TEXTO PROPORCIONADO >>

══════

Las noticias que presentan a Islandia como un modelo para superar la crisis son una fantasía construida por Europa

El llamado “laboratorio islandés” ha sido una fantasía construida por Europa. Esta es la contundente conclusión de destacados activistas islandeses que en 2009 contribuyeron a derrocar el Gobierno y la cúpula bancaria que habían llevado el país a la bancarrota. Según ellos, las noticias que presentan a Islandia como un modelo para superar la crisis y regenerar la democracia es una simple proyección de otros países que, desmoralizados, necesitan mantener la esperanza buscando ejemplos a seguir.

El pesimismo reina en Reikiavik. La mayoría de los banqueros responsables siguen libres y la coalición que alimentó la burbuja volvió a ganar las elecciones la pasada primavera, solo cuatro años después de la catástrofe. La comisión de reforma constitucional topó con la impaciencia de una sociedad que quería soluciones inmediatas. Tampoco cumplió las expectativas el Gobierno paritario de la primera ministra Sigurdadóttir, en el que la aparente sensatez de las mujeres había llegado para corregir los destrozos de un exceso de testosterona.

══════

(Datos de anotación por puntos)

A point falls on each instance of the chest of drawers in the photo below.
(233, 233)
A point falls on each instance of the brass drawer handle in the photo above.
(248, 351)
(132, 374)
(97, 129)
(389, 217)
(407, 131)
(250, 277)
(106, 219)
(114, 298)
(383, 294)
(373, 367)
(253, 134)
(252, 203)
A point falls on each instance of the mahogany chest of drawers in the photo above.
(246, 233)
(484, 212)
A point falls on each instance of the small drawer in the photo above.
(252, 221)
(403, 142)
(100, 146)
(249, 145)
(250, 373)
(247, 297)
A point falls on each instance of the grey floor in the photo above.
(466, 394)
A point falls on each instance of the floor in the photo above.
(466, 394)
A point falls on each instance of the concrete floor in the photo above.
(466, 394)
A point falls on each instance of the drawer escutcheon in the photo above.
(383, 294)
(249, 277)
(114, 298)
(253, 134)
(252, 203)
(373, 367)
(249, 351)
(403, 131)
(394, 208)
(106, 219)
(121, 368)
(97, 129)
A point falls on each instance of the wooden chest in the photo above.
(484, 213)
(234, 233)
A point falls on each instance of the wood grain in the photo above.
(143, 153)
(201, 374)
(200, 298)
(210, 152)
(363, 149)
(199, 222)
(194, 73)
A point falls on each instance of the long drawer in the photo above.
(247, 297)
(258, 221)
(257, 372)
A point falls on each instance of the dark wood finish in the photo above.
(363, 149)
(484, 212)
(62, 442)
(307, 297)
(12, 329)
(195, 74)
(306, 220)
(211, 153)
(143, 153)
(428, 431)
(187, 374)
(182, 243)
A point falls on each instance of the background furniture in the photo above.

══════

INSTRUCCIONES DE TRABAJO >>
1. Localiza en el listado cada línea que contenga la cadena "drawers" y cópiala.
2. Escribe la continuación del texto sobre Islandia y la crisis, empezando después de su última oración.

RESPUESTAS POR TAREA >>
1.
A point falls on each instance of the chest of drawers in the photo below.
A point falls on each instance of the mahogany chest of drawers in the photo above.

2.
La magnitud del desastre económico necesitaba tiempo, pero su Gobierno estuvo lastrado por divisiones internas, el choque con las élites tradicionales y la apelación al ingreso a la Unión Europea como una solución demasiado lejana para una sociedad con necesidades urgentes. En una población muy endeudada, la protesta ciudadana se esfumó ante la promesa electoral de una rebaja de los impuestos y del 20% de la deuda privada. En realidad, dicen los nuevos gobernantes, el crash de 2008 fue responsabilidad exclusiva de la crisis financiera mundial. El viejo régimen está de vuelta.

La dimensión del cataclismo de 2008 y la actual frustración de expectativas obligan a tomar nota de algunas lecciones interesantes

Aún así, Islandia sigue siendo un sueño comparado con la situación del sur de Europa. El desempleo allí es del 7% y el turismo está liderando la recuperación económica. Es una sociedad sin pobreza extrema y sin apenas crimen. Todavía es uno de los países más paritarios del mundo, en el que el 40% de presencia de la mujer en la vida pública ha sido compatible con una elevada tasa de natalidad. Su sistema público de educación, apoyado en una sociedad tradicionalmente culta, es una reminiscencia de un buen Estado del bienestar. El movimiento de protesta de 2009 no alcanzó mecanismos de democracia directa, pero reactivó la vida cultural y permitió ensayar nuevas formas de deliberación política transferibles a otros países.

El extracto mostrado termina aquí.